§ **Lines from a data collection**:
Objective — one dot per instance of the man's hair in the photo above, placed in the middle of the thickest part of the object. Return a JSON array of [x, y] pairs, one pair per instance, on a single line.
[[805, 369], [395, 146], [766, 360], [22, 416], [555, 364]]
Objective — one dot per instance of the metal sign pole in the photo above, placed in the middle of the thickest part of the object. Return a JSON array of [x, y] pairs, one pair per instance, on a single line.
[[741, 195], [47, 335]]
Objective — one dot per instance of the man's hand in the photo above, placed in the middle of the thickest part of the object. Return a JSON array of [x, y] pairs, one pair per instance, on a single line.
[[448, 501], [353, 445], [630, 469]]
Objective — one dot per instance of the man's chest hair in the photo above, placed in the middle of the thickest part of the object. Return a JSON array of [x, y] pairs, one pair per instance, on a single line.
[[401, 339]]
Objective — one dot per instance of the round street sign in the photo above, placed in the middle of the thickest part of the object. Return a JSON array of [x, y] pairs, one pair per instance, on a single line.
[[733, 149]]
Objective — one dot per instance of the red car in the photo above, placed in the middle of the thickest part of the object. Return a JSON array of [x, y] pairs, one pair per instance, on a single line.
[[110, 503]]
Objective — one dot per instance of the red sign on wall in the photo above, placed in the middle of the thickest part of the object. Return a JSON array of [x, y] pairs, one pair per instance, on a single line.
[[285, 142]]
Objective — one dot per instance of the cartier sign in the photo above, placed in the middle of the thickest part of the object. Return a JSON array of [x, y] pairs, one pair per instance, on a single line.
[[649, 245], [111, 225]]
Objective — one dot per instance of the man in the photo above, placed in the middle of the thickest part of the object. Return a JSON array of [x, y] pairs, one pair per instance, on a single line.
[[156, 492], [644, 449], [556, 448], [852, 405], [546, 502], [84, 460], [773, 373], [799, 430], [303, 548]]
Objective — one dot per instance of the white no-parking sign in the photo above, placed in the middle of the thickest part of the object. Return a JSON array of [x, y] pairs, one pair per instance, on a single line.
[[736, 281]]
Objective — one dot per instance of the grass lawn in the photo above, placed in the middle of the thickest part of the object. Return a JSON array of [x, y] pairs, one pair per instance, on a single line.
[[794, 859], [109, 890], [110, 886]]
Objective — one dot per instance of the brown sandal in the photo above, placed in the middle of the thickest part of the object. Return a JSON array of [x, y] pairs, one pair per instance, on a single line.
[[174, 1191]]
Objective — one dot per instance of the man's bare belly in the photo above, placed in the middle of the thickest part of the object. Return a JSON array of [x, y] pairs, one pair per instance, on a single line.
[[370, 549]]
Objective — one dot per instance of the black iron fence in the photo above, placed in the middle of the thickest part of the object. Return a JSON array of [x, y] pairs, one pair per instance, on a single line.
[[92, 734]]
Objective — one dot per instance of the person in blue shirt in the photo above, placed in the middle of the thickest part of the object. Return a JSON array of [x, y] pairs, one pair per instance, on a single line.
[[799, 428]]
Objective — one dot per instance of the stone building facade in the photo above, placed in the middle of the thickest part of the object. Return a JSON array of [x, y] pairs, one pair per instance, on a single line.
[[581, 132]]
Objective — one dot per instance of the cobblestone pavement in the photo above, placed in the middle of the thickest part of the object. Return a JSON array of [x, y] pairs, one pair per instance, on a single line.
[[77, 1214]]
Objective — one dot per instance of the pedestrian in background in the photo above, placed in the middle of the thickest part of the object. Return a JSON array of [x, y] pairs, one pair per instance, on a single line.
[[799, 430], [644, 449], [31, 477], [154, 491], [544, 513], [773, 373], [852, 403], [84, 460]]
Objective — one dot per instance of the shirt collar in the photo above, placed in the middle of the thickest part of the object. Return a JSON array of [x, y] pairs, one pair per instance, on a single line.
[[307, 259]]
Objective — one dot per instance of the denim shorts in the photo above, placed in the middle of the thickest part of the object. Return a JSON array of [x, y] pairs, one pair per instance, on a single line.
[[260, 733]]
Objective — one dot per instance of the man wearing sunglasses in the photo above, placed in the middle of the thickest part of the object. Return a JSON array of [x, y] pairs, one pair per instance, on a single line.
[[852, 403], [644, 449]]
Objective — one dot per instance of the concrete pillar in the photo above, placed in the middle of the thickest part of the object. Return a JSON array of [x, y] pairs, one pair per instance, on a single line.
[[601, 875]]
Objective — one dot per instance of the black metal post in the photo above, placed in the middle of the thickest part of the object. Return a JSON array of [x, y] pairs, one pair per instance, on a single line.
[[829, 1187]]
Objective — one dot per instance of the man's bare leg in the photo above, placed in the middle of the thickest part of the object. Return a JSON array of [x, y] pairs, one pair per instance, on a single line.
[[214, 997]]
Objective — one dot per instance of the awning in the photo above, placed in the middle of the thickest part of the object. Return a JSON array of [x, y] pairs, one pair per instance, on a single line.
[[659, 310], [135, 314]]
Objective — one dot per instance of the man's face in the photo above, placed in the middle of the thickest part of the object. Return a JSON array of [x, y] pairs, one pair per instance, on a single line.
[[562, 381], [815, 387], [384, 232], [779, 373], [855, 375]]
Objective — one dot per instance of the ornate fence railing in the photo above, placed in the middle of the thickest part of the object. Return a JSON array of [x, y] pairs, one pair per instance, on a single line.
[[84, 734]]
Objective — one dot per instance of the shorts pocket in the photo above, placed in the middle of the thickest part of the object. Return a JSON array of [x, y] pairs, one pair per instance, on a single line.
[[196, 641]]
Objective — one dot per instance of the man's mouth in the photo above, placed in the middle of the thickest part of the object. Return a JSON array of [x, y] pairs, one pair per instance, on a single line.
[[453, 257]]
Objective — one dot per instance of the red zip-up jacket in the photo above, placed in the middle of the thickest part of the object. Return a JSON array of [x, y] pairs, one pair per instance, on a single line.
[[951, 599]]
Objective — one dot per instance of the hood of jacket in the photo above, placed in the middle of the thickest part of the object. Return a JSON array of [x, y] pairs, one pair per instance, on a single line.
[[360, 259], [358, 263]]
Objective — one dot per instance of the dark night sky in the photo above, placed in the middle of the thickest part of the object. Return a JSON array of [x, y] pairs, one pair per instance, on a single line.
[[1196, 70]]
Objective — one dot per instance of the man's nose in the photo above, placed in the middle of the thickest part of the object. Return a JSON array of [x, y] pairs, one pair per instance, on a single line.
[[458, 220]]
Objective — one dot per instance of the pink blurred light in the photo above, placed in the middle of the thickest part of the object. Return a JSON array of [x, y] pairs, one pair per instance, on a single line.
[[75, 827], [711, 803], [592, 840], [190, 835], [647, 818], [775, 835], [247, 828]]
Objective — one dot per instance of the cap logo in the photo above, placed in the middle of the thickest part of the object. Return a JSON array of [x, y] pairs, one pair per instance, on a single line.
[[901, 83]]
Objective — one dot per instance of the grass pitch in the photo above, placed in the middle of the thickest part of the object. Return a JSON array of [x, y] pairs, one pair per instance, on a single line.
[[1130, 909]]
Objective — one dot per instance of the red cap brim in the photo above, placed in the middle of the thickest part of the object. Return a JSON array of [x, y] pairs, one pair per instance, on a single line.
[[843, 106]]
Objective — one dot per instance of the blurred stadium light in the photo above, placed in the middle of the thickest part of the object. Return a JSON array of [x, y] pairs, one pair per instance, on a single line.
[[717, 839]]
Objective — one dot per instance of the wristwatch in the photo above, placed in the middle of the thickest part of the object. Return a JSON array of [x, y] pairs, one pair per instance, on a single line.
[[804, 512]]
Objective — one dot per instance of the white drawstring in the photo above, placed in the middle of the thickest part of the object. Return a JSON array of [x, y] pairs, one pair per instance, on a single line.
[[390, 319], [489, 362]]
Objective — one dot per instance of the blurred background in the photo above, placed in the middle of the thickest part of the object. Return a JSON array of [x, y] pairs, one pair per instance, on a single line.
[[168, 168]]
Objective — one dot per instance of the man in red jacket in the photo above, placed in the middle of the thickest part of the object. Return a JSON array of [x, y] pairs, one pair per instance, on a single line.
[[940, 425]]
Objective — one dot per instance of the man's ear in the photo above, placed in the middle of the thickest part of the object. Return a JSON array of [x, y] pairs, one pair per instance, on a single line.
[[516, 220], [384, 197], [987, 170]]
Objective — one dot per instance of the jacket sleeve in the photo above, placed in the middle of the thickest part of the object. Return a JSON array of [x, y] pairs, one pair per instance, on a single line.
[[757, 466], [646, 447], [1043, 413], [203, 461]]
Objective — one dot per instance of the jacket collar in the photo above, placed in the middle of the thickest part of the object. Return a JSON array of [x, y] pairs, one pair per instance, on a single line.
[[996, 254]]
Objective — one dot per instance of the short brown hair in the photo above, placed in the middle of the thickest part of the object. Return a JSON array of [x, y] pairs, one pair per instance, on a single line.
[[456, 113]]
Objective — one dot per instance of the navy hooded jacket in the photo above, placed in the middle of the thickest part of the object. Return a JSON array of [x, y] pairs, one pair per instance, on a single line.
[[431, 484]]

§ **Task statement**: Repeat the lines word for word, starting at the line that contains "Objective — one dot per instance of the man's bare leg" and ending at the line that contains "[[214, 997]]", with both of those lines included.

§ **Result for this task**:
Objective — one dot per instance of the man's bare leg in the photo above, placed in the middle of the thickest part of the object. Return a JSON array of [x, y] pairs, one pair per instance, on a single line.
[[214, 997]]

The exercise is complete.